▸ AIM OF THE TASK
Find every line in the entries below that contains the string "field", matching case exactly, and copy each of those lines.

Records from a dataset
☆ ☆ ☆ ☆

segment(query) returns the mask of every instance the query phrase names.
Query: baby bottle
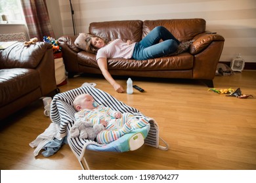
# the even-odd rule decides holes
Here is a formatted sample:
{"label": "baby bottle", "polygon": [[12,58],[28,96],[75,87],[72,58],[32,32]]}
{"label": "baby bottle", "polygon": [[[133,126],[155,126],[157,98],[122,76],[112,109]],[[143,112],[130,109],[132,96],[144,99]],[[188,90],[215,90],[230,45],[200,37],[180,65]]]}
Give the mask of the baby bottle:
{"label": "baby bottle", "polygon": [[127,88],[126,92],[127,94],[133,94],[133,80],[130,78],[127,80]]}

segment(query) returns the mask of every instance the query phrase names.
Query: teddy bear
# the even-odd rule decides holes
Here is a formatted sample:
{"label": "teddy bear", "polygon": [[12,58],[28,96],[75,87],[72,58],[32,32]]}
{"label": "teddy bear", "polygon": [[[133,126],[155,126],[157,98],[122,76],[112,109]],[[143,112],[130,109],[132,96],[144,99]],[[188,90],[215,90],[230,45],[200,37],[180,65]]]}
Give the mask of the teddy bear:
{"label": "teddy bear", "polygon": [[37,41],[38,41],[38,39],[36,37],[30,39],[30,41],[25,41],[24,42],[24,46],[30,46],[32,44],[35,44],[35,42],[37,42]]}
{"label": "teddy bear", "polygon": [[102,124],[93,125],[90,122],[81,122],[75,123],[70,129],[70,136],[73,138],[80,137],[81,139],[94,140],[98,133],[104,130],[104,127]]}

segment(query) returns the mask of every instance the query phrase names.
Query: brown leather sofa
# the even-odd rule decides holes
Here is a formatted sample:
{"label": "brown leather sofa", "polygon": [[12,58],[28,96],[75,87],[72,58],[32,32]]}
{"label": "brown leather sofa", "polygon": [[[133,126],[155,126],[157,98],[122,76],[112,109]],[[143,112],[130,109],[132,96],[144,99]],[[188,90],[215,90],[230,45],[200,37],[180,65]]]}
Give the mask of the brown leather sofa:
{"label": "brown leather sofa", "polygon": [[[170,78],[198,79],[213,87],[213,79],[224,39],[216,33],[205,31],[205,20],[201,18],[157,20],[125,20],[90,24],[89,33],[109,40],[119,38],[126,41],[140,41],[154,27],[167,28],[180,41],[194,40],[187,52],[178,55],[138,61],[116,58],[108,59],[112,75]],[[101,74],[95,54],[75,45],[77,36],[58,39],[63,59],[69,76],[75,73]]]}
{"label": "brown leather sofa", "polygon": [[0,120],[57,91],[52,48],[17,42],[0,50]]}

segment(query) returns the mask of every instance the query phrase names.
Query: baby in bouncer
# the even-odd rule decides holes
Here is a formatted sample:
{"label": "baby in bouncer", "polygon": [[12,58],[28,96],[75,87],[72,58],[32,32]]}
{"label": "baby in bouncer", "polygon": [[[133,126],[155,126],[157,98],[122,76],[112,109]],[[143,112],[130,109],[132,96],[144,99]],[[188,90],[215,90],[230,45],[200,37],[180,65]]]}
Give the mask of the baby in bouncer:
{"label": "baby in bouncer", "polygon": [[149,119],[143,117],[139,120],[129,112],[121,113],[110,107],[98,105],[89,94],[81,94],[74,101],[75,122],[91,122],[93,125],[102,124],[106,130],[100,131],[96,141],[100,144],[108,144],[148,124]]}

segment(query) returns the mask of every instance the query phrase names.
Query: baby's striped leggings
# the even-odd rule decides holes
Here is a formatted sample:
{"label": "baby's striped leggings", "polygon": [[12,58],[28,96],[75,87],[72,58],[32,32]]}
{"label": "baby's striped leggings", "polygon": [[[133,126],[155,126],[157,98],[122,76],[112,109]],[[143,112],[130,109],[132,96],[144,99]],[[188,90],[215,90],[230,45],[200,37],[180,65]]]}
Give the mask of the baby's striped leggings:
{"label": "baby's striped leggings", "polygon": [[133,129],[144,127],[148,124],[148,120],[145,117],[137,119],[131,113],[123,113],[121,118],[113,119],[108,122],[106,130],[98,134],[97,142],[102,144],[110,143]]}

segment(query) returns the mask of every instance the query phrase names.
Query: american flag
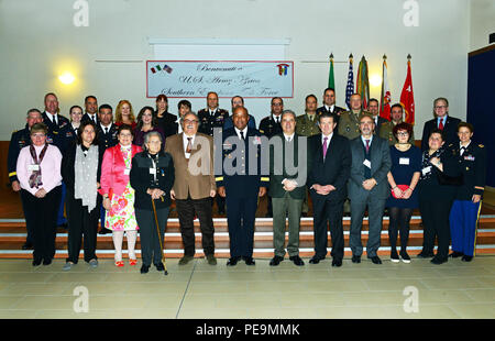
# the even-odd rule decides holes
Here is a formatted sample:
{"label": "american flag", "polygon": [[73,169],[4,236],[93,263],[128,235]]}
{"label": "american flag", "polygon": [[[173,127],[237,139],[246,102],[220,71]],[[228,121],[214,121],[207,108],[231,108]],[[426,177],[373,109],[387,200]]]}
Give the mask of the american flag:
{"label": "american flag", "polygon": [[351,96],[354,94],[354,73],[352,72],[352,55],[349,58],[348,86],[345,87],[345,105],[351,110]]}

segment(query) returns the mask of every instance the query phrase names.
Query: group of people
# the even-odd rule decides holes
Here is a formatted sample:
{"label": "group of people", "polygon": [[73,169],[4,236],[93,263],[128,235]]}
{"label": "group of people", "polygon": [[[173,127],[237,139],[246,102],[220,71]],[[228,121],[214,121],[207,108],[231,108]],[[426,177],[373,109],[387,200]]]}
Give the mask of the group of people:
{"label": "group of people", "polygon": [[305,264],[299,256],[299,224],[300,217],[308,215],[308,198],[315,231],[310,264],[326,258],[330,227],[332,266],[342,265],[342,218],[349,209],[353,263],[361,262],[366,210],[366,254],[374,264],[382,263],[377,251],[385,209],[391,261],[409,263],[409,221],[418,207],[425,229],[419,257],[431,257],[433,264],[449,256],[473,258],[486,153],[483,145],[472,142],[473,127],[448,114],[446,98],[433,102],[436,118],[425,124],[421,148],[414,144],[413,127],[403,121],[400,105],[392,107],[387,121],[378,116],[377,100],[370,100],[366,111],[358,94],[351,96],[349,111],[336,106],[331,88],[323,91],[319,108],[317,97],[309,95],[301,116],[284,110],[283,99],[275,97],[258,129],[242,97],[231,99],[231,116],[219,108],[216,92],[209,92],[206,100],[207,108],[197,113],[189,101],[182,100],[175,116],[168,112],[167,97],[160,95],[156,107],[143,107],[136,120],[131,102],[121,100],[113,121],[112,107],[98,107],[97,98],[88,96],[85,109],[70,108],[68,120],[59,114],[58,99],[51,92],[45,96],[44,112],[29,110],[25,128],[12,134],[8,163],[26,221],[23,248],[34,246],[33,265],[51,264],[57,217],[65,206],[68,256],[64,270],[78,263],[82,237],[85,261],[98,266],[100,220],[99,233],[112,233],[116,266],[124,266],[124,232],[129,264],[138,264],[140,233],[141,273],[147,273],[152,263],[163,271],[172,200],[184,243],[179,265],[189,263],[196,253],[195,217],[207,262],[217,264],[213,201],[219,213],[227,207],[227,265],[240,260],[254,265],[255,212],[264,195],[267,215],[273,217],[272,266],[284,261],[286,253],[295,265]]}

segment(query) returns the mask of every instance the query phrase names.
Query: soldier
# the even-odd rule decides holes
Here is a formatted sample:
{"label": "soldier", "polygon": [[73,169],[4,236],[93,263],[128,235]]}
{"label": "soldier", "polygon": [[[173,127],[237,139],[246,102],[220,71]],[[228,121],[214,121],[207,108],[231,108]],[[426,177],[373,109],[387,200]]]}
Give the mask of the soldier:
{"label": "soldier", "polygon": [[336,118],[337,128],[339,127],[340,114],[344,112],[344,108],[336,106],[336,90],[332,88],[327,88],[323,91],[323,106],[318,108],[317,113],[321,114],[323,112],[331,113]]}
{"label": "soldier", "polygon": [[[284,111],[284,101],[279,97],[272,98],[272,114],[260,122],[260,132],[268,139],[282,133],[282,111]],[[273,217],[272,197],[267,196],[268,211],[266,218]]]}
{"label": "soldier", "polygon": [[306,96],[306,113],[296,118],[296,133],[298,135],[312,136],[320,133],[317,108],[318,100],[316,96]]}
{"label": "soldier", "polygon": [[388,122],[388,120],[380,117],[380,103],[376,98],[370,99],[370,103],[367,106],[367,110],[373,114],[373,120],[375,121],[375,131],[374,133],[376,135],[380,134],[380,129],[382,128],[383,123]]}
{"label": "soldier", "polygon": [[[229,111],[220,109],[218,107],[217,92],[210,91],[207,95],[207,108],[198,111],[199,128],[198,132],[213,136],[215,128],[223,128],[226,120],[229,118]],[[218,213],[226,213],[226,199],[217,196],[216,199],[211,198],[211,205],[213,200],[217,200]]]}
{"label": "soldier", "polygon": [[[241,257],[246,265],[255,265],[253,243],[257,199],[266,194],[270,177],[261,172],[261,133],[248,127],[248,109],[235,108],[232,118],[234,128],[223,132],[222,174],[216,177],[218,194],[226,197],[229,208],[230,260],[227,265],[234,266]],[[252,148],[256,148],[255,166],[250,165]],[[233,174],[229,172],[232,169],[226,169],[226,165],[235,168]],[[255,174],[251,168],[255,168]]]}
{"label": "soldier", "polygon": [[486,151],[483,144],[471,141],[473,132],[472,124],[459,123],[463,185],[458,188],[449,218],[453,251],[449,256],[462,256],[463,262],[471,262],[475,255],[477,220],[486,182]]}
{"label": "soldier", "polygon": [[[384,140],[387,140],[389,145],[394,145],[398,142],[397,139],[394,136],[394,127],[397,125],[398,123],[403,123],[403,116],[404,116],[403,106],[400,106],[399,103],[396,103],[396,105],[392,106],[392,108],[391,108],[392,121],[382,123],[378,136]],[[414,131],[411,131],[407,143],[415,145],[415,132]]]}
{"label": "soldier", "polygon": [[372,114],[362,109],[361,95],[353,94],[350,99],[351,110],[342,112],[339,121],[339,135],[353,140],[361,135],[360,119],[363,114],[372,117]]}
{"label": "soldier", "polygon": [[[15,170],[15,167],[18,165],[18,157],[19,153],[23,147],[31,144],[31,135],[30,130],[31,127],[33,127],[35,123],[42,123],[42,114],[41,111],[37,109],[30,109],[28,111],[28,117],[25,119],[26,123],[24,129],[14,131],[12,133],[12,138],[10,139],[9,144],[9,155],[7,157],[7,164],[8,164],[8,170],[9,170],[9,180],[12,186],[13,191],[20,191],[21,185],[19,184],[18,179],[18,173]],[[25,198],[22,195],[21,191],[21,202],[22,202],[22,209],[24,211],[24,216],[29,215],[29,211],[25,210]],[[26,219],[28,221],[28,219]],[[31,221],[31,220],[30,220]],[[30,224],[26,222],[26,231],[28,237],[25,239],[24,245],[22,245],[22,250],[30,250],[33,249],[33,229]]]}

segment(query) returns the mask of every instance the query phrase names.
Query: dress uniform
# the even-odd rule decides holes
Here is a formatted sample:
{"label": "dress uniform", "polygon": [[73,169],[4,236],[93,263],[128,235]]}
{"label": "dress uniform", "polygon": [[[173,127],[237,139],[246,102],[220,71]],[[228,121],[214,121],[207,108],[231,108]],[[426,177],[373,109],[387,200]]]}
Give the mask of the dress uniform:
{"label": "dress uniform", "polygon": [[339,135],[345,136],[349,140],[354,140],[361,135],[360,132],[360,120],[366,114],[373,118],[373,114],[367,111],[360,110],[359,112],[345,111],[342,112],[339,120]]}
{"label": "dress uniform", "polygon": [[[274,117],[273,114],[264,118],[260,122],[260,132],[268,139],[282,133],[282,114]],[[268,212],[267,217],[273,217],[272,196],[268,195]]]}
{"label": "dress uniform", "polygon": [[[213,136],[213,129],[221,128],[226,124],[226,120],[229,118],[229,111],[220,108],[211,110],[205,108],[198,111],[199,127],[198,132]],[[218,213],[226,213],[226,198],[221,196],[216,196]],[[211,199],[211,205],[213,205],[213,199]]]}
{"label": "dress uniform", "polygon": [[[394,145],[396,143],[398,143],[397,139],[394,136],[394,127],[396,124],[394,124],[394,122],[392,121],[387,121],[385,123],[382,123],[381,128],[380,128],[380,132],[378,132],[378,136],[387,140],[389,145]],[[411,145],[415,145],[415,132],[413,131],[409,140],[407,141],[408,143],[410,143]]]}
{"label": "dress uniform", "polygon": [[[262,142],[261,133],[256,129],[246,127],[245,133],[241,131],[239,135],[234,128],[228,129],[223,132],[222,141],[222,174],[216,177],[216,183],[217,188],[226,188],[230,256],[234,260],[231,265],[235,265],[241,257],[244,257],[246,263],[249,258],[252,261],[257,197],[260,187],[267,188],[270,185],[270,169],[262,174]],[[253,148],[256,150],[256,174],[250,174],[250,153],[253,153]],[[226,169],[226,165],[232,165],[237,172],[231,174],[230,169]]]}
{"label": "dress uniform", "polygon": [[[18,165],[18,157],[19,153],[23,147],[31,144],[31,135],[30,135],[30,128],[28,123],[25,124],[25,128],[19,131],[14,131],[12,133],[12,138],[10,139],[9,144],[9,154],[7,156],[7,165],[8,165],[8,172],[9,172],[9,180],[10,184],[13,182],[19,182],[18,179],[18,173],[15,170],[15,167]],[[23,195],[23,191],[21,190],[21,202],[22,202],[22,210],[24,211],[24,216],[30,215],[30,211],[25,209],[25,197]],[[25,245],[23,249],[31,248],[33,245],[33,229],[31,224],[28,223],[28,221],[32,221],[32,219],[26,218],[26,232],[28,237],[25,239]]]}
{"label": "dress uniform", "polygon": [[[458,188],[455,200],[450,211],[450,231],[452,251],[468,256],[475,254],[476,228],[482,200],[474,204],[473,195],[483,196],[486,179],[486,150],[483,144],[473,141],[461,146],[459,162],[463,175],[463,185]],[[481,188],[475,188],[481,187]],[[463,258],[465,260],[465,258]]]}

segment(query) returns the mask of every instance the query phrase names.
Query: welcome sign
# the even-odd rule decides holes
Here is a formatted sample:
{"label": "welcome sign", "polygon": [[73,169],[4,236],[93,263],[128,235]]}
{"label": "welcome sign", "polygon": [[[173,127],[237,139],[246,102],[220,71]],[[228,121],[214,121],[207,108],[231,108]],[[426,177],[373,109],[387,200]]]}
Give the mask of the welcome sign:
{"label": "welcome sign", "polygon": [[294,97],[294,62],[146,61],[146,97]]}

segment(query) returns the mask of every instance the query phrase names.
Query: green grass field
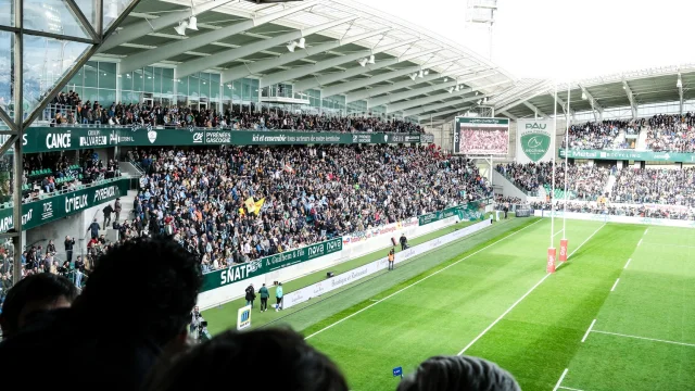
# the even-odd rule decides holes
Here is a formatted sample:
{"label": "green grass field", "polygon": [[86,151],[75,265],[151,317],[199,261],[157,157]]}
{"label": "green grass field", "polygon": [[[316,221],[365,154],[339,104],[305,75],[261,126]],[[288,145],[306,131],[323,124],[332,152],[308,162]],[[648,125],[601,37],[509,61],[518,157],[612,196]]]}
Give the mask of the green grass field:
{"label": "green grass field", "polygon": [[393,390],[393,367],[439,354],[496,362],[527,391],[693,389],[695,230],[567,231],[553,275],[549,220],[518,218],[265,325],[301,330],[356,391]]}

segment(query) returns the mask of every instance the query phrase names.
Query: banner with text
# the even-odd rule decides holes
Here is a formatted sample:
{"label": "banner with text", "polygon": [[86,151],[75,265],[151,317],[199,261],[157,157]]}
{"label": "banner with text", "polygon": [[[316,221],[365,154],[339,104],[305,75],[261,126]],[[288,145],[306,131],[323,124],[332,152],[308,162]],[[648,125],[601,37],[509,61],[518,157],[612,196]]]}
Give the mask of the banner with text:
{"label": "banner with text", "polygon": [[[451,234],[446,234],[442,237],[439,237],[437,239],[432,239],[429,241],[426,241],[425,243],[421,244],[417,244],[414,245],[412,248],[408,248],[405,251],[401,251],[399,253],[395,254],[395,263],[400,264],[402,262],[405,262],[407,260],[414,258],[416,256],[419,256],[428,251],[432,251],[435,250],[438,248],[441,248],[442,245],[448,244],[455,240],[458,240],[465,236],[468,236],[470,234],[477,232],[481,229],[484,229],[486,227],[489,227],[492,224],[491,220],[484,220],[484,222],[480,222],[478,224],[473,224],[470,225],[468,227],[464,227],[462,229],[458,229],[456,231],[453,231]],[[285,295],[285,299],[282,299],[282,308],[287,310],[290,308],[294,305],[304,303],[306,301],[308,301],[312,298],[317,298],[320,297],[321,294],[328,293],[332,290],[342,288],[349,283],[352,283],[356,280],[359,280],[362,278],[365,278],[367,276],[370,276],[372,274],[376,274],[380,270],[383,270],[388,267],[388,260],[387,257],[382,257],[378,261],[371,262],[369,264],[366,264],[364,266],[354,268],[350,272],[345,272],[345,273],[341,273],[337,276],[333,276],[329,279],[325,279],[320,282],[316,282],[312,286],[299,289],[296,291],[293,292],[289,292]]]}
{"label": "banner with text", "polygon": [[418,224],[420,226],[428,225],[434,222],[439,222],[448,217],[458,217],[460,222],[475,222],[483,219],[485,216],[485,206],[489,200],[468,202],[465,205],[458,205],[445,209],[443,211],[432,212],[418,216]]}
{"label": "banner with text", "polygon": [[551,152],[553,133],[551,119],[518,119],[517,163],[549,162],[553,157]]}
{"label": "banner with text", "polygon": [[[102,202],[115,200],[128,192],[128,179],[117,179],[86,189],[49,197],[22,205],[22,229],[70,216]],[[0,210],[0,232],[14,228],[12,209]]]}
{"label": "banner with text", "polygon": [[[292,146],[420,143],[420,134],[314,133],[285,130],[164,129],[30,127],[23,137],[23,152],[36,153],[116,146]],[[9,136],[4,136],[4,139]],[[0,138],[3,141],[3,138]]]}
{"label": "banner with text", "polygon": [[[559,150],[565,157],[565,150]],[[640,162],[695,163],[695,153],[653,152],[634,150],[569,150],[569,159],[623,160]]]}
{"label": "banner with text", "polygon": [[506,155],[509,151],[509,119],[456,117],[454,153]]}
{"label": "banner with text", "polygon": [[286,251],[283,253],[262,257],[243,264],[232,265],[228,268],[206,273],[203,275],[203,288],[201,289],[201,292],[217,289],[228,283],[238,282],[251,277],[261,276],[282,267],[296,265],[302,262],[341,251],[342,249],[342,238],[336,238],[301,249]]}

☆ ☆ ☆ ☆

▸ EXERCISE ANSWER
Query: green grass field
{"label": "green grass field", "polygon": [[86,151],[75,265],[151,317],[199,261],[157,157]]}
{"label": "green grass field", "polygon": [[[316,221],[365,154],[339,104],[305,75],[261,126]],[[288,145],[306,131],[323,124],[332,152],[308,162]],[[648,125],[601,37],[509,61],[518,157],[612,196]]]}
Give the mask of the green grass field:
{"label": "green grass field", "polygon": [[393,390],[393,367],[439,354],[496,362],[527,391],[693,389],[695,230],[567,231],[553,275],[549,220],[518,218],[265,325],[301,330],[356,391]]}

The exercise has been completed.